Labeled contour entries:
---*---
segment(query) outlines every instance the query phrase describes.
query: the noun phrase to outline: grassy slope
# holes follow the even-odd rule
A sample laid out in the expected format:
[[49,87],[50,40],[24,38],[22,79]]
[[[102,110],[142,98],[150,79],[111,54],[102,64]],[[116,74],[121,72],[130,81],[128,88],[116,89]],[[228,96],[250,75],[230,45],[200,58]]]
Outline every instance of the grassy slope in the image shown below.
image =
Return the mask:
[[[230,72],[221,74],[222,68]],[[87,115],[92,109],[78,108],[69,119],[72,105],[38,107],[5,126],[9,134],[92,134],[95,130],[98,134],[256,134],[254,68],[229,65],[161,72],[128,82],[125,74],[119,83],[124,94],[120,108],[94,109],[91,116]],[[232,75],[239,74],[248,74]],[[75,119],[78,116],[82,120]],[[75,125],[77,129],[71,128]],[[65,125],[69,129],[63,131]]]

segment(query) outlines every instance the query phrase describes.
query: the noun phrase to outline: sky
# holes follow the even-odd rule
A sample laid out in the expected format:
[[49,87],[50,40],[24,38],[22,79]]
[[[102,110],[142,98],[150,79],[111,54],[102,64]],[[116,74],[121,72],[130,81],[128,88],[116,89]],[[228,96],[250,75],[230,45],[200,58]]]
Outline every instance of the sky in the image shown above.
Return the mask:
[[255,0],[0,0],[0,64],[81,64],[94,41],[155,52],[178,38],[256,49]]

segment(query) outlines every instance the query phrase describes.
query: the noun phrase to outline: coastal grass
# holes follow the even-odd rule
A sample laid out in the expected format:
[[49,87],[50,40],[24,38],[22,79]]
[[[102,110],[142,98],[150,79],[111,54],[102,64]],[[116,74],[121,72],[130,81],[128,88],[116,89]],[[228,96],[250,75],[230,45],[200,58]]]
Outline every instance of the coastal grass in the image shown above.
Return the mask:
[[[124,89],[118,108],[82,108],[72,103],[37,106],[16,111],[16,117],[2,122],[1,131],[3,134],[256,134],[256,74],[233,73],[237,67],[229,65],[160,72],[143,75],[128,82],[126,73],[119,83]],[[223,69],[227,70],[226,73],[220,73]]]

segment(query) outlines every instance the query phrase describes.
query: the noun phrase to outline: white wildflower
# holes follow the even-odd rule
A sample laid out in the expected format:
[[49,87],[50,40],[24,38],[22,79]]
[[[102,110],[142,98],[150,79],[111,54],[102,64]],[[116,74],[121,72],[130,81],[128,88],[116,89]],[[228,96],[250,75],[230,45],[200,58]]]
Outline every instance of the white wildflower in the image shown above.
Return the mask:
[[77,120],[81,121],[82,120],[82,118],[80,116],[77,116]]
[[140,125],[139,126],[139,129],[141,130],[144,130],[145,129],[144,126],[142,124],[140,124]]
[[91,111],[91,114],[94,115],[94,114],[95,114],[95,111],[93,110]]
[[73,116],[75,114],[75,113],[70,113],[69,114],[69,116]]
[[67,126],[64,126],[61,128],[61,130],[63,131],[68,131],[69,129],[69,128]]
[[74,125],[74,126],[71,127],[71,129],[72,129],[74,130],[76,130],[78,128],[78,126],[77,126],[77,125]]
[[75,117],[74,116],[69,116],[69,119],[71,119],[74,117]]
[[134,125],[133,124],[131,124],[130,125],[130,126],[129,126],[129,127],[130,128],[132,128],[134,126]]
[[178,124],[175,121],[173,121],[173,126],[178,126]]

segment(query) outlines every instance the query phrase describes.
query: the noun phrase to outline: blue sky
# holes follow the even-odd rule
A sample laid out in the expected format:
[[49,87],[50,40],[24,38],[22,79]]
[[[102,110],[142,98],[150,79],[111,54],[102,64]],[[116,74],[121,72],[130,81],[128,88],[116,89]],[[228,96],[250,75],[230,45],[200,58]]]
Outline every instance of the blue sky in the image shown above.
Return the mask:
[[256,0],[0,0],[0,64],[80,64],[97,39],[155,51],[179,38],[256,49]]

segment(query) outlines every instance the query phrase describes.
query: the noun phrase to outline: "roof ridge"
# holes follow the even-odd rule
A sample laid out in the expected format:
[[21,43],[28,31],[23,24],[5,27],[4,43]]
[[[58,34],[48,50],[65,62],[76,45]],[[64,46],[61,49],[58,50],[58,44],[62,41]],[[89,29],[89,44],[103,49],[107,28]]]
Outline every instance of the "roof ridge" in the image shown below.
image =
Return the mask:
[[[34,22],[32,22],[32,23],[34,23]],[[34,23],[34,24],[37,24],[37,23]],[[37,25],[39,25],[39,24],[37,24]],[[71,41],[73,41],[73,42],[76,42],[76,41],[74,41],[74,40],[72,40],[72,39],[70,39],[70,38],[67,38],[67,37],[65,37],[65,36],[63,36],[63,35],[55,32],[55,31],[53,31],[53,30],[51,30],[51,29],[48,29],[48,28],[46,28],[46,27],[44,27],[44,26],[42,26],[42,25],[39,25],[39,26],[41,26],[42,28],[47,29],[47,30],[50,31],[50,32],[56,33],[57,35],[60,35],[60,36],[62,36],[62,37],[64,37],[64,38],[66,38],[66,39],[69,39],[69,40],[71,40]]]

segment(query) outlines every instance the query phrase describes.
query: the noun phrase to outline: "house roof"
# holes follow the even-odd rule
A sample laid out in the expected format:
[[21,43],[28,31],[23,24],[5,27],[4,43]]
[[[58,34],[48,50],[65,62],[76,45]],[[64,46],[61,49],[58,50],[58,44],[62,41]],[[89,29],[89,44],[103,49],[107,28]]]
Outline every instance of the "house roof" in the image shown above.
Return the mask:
---*---
STATED TASK: Pick out every line of the records above that contains the word "house", and treat case as significant.

EXERCISE RESPONSE:
query: the noun phrase to outline: "house roof"
Outline every instance of the "house roof" in the image shown above.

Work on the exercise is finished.